GIVEN EXERCISE:
Reproduce only the lines that run from the line with "Objective: for every instance of the child" to the last line of the material, both ends included, exactly as they appear.

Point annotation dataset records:
************

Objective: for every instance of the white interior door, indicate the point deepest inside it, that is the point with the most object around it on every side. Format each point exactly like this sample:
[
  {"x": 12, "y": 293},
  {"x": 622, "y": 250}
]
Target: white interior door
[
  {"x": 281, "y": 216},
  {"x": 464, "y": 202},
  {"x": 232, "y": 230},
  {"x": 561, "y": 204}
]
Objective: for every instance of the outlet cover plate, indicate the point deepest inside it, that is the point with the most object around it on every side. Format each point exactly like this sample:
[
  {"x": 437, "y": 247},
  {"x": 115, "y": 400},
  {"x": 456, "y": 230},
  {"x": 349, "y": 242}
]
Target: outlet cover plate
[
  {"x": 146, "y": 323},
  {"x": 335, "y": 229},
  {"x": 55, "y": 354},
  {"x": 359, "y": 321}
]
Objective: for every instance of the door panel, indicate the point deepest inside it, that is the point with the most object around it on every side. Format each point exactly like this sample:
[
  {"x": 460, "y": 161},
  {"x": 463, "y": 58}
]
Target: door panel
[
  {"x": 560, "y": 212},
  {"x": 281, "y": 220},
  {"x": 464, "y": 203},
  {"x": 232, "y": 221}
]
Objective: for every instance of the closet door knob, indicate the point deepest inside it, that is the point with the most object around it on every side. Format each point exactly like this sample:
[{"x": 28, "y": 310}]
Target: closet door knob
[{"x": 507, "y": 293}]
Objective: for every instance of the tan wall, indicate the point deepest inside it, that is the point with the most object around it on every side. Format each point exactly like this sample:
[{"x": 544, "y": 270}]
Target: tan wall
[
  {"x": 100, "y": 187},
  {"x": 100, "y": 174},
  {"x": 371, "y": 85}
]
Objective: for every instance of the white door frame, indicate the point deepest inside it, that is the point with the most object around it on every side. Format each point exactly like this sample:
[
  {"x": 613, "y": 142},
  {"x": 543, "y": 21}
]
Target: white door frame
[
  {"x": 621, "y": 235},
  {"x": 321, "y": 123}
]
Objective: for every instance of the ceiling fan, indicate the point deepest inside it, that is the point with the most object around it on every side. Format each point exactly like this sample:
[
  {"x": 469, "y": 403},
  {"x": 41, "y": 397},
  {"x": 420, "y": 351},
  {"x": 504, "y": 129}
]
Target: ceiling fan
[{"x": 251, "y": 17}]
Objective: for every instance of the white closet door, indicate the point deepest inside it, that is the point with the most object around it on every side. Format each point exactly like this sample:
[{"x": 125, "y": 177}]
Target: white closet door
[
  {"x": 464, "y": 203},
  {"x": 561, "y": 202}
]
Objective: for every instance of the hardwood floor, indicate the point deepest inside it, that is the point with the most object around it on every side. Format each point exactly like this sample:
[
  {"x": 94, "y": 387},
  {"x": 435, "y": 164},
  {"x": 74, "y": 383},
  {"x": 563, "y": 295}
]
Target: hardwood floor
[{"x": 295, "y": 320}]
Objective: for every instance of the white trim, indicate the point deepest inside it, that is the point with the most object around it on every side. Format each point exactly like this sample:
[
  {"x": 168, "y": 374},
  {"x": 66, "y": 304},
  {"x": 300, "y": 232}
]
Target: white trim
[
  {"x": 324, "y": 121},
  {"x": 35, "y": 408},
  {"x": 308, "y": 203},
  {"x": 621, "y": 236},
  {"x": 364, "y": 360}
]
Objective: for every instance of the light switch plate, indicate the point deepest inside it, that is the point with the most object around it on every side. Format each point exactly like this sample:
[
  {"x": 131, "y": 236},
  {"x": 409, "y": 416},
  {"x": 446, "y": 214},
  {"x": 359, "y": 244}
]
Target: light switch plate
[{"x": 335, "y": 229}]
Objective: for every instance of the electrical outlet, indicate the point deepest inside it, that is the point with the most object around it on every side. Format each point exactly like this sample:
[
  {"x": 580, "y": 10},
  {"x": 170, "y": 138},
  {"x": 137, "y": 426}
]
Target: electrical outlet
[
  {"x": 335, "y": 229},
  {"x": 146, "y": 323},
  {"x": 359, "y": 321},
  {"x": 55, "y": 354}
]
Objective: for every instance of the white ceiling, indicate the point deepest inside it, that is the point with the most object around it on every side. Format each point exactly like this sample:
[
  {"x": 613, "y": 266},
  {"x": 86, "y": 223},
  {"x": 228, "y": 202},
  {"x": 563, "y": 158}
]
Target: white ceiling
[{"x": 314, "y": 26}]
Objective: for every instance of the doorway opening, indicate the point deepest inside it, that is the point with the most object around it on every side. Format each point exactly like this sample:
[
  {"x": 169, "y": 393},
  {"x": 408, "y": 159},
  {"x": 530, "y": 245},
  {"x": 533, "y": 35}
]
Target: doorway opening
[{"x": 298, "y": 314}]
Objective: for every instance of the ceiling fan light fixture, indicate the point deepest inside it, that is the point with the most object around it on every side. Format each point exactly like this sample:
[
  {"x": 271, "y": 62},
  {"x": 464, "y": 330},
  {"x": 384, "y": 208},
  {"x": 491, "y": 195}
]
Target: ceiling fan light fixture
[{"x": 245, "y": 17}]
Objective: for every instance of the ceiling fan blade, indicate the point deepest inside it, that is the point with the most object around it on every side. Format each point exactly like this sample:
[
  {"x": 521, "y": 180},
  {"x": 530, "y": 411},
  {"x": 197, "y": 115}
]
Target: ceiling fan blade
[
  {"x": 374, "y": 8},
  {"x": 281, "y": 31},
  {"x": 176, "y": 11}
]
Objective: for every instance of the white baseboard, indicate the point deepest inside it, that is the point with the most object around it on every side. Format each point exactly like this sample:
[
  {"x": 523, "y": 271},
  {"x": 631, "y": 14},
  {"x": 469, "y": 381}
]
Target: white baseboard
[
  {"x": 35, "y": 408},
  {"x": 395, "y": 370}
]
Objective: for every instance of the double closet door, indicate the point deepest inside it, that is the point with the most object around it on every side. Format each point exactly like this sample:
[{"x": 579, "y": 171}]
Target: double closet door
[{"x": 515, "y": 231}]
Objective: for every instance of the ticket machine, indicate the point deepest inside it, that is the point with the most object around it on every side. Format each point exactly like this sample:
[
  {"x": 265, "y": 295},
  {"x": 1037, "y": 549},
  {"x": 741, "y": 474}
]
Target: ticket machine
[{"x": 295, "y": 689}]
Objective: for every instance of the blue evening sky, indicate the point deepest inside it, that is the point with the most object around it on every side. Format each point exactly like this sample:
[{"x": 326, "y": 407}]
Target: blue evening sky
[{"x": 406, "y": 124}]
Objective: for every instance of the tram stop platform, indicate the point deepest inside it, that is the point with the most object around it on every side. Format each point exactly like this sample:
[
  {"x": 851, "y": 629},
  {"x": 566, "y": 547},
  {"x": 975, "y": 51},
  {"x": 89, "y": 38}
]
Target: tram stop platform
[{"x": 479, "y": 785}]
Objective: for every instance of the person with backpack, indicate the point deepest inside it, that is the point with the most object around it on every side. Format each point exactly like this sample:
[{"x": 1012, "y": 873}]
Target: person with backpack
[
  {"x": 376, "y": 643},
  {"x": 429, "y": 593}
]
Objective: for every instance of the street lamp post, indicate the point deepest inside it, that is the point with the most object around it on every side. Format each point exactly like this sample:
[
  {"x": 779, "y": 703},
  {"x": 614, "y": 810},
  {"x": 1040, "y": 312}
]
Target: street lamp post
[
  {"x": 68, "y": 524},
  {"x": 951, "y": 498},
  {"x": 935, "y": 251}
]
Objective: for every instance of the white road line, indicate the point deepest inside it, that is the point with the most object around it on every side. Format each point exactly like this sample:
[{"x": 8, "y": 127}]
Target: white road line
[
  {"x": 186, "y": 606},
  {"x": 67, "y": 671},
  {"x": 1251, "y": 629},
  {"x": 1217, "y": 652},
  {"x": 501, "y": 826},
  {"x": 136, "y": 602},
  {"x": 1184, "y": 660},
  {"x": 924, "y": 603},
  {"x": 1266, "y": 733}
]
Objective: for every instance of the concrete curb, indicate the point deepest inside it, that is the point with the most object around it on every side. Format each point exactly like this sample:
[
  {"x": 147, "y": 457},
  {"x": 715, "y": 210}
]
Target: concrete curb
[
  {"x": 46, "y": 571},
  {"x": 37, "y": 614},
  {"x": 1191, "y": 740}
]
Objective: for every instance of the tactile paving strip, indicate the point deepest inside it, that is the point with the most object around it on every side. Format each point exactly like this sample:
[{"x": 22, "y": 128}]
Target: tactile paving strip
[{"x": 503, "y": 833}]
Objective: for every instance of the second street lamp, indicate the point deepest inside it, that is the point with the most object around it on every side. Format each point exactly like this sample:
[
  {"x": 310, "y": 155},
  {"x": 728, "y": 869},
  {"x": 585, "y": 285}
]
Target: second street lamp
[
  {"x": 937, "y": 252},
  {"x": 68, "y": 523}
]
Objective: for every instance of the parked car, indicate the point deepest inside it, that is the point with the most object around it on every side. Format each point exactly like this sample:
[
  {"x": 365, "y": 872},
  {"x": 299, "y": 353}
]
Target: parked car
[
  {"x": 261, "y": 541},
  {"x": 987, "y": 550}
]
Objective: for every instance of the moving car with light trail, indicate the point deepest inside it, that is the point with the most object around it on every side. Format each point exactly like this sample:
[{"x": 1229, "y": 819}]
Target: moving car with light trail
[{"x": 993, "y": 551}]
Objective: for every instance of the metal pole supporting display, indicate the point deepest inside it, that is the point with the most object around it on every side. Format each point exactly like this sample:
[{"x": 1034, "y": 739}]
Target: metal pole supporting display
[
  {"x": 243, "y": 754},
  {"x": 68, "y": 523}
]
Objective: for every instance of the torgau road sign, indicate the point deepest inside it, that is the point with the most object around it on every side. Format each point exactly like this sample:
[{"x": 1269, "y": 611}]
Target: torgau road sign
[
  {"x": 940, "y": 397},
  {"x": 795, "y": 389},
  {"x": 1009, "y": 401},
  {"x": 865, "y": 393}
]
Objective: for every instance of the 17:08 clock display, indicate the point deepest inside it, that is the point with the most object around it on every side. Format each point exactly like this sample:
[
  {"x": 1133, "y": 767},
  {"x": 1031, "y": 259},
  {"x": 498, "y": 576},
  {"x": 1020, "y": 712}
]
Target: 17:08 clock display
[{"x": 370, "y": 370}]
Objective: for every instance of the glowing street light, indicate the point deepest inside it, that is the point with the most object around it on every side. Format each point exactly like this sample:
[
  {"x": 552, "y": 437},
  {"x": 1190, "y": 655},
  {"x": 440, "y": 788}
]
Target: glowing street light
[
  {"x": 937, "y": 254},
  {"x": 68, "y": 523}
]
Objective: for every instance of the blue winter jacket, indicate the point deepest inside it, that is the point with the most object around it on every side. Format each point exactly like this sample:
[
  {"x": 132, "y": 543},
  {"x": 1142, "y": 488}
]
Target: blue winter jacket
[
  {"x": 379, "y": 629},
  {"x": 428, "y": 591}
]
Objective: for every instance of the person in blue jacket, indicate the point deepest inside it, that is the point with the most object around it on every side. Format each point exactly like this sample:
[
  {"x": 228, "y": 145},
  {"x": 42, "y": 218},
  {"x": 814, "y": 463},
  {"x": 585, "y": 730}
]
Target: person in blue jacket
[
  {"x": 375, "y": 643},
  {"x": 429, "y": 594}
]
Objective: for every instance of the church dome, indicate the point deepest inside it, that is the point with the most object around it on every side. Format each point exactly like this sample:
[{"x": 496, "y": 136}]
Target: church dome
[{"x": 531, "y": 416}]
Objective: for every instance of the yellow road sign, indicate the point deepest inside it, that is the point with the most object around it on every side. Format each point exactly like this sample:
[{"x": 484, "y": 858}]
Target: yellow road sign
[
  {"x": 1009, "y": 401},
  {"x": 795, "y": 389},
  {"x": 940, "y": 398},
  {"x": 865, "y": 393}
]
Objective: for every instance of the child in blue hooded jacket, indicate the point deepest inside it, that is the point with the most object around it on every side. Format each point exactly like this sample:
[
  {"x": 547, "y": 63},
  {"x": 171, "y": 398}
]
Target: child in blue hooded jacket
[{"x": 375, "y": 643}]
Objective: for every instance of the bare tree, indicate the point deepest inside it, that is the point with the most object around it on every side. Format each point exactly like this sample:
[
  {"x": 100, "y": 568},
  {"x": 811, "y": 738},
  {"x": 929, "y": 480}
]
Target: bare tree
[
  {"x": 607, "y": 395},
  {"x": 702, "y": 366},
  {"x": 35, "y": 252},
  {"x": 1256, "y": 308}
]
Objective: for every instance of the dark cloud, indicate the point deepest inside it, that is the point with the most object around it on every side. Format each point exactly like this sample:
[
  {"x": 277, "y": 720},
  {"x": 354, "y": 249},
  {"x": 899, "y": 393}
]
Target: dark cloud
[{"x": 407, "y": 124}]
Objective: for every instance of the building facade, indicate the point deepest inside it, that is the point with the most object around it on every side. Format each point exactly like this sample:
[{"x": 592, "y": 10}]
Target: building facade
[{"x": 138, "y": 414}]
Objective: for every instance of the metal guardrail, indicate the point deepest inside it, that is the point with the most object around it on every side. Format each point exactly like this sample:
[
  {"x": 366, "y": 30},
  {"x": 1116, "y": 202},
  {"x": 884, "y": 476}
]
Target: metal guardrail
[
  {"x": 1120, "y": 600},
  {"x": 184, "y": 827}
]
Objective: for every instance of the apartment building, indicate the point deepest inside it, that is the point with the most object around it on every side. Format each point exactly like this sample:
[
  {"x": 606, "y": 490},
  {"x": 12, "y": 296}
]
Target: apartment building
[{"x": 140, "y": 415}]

************

EXPECTED OUTPUT:
Objective: for every instance of the child in blue hooded jacket, indicate the point deepest inside it, that is the point with the most object around it on every side. Format each point exactly like this sample:
[
  {"x": 547, "y": 63},
  {"x": 171, "y": 398}
]
Target: child in blue hooded jacket
[{"x": 375, "y": 643}]
Objective: for every instance of the bare tree, indicate the point deepest inside it, that is the point with the most object around it on every side. Format each point exactly like this sample:
[
  {"x": 100, "y": 568},
  {"x": 811, "y": 738},
  {"x": 929, "y": 480}
]
Target: bare tree
[
  {"x": 607, "y": 395},
  {"x": 702, "y": 366},
  {"x": 35, "y": 252},
  {"x": 1256, "y": 308}
]
Objective: for every instance of the dark cloud, indicate the point deepest inside it, that is the point with the most object around it on every side. Format each point exactly like this sample:
[
  {"x": 277, "y": 720},
  {"x": 354, "y": 249},
  {"x": 899, "y": 393}
]
Target: dark cloud
[{"x": 407, "y": 124}]
Objective: for every instance of the building facade, indicate the point deepest inside it, that is the point with the most object around it on every side. Format each point exactly like this sample:
[{"x": 592, "y": 10}]
Target: building facade
[{"x": 138, "y": 414}]
Objective: for every instance of the metal guardrail, indicate the point deepest inside it, that is the point with the most object around it on every side. Format each point exactly like this sample:
[
  {"x": 366, "y": 30},
  {"x": 1116, "y": 202},
  {"x": 884, "y": 476}
]
Target: metal guardrail
[
  {"x": 1120, "y": 600},
  {"x": 184, "y": 827}
]
Objective: for every instance of the apartment building, indicate the point deepest inside it, that is the point with the most object around it on every side. Format each point exactly like this sample:
[
  {"x": 606, "y": 490},
  {"x": 12, "y": 296}
]
Target: apartment building
[{"x": 140, "y": 415}]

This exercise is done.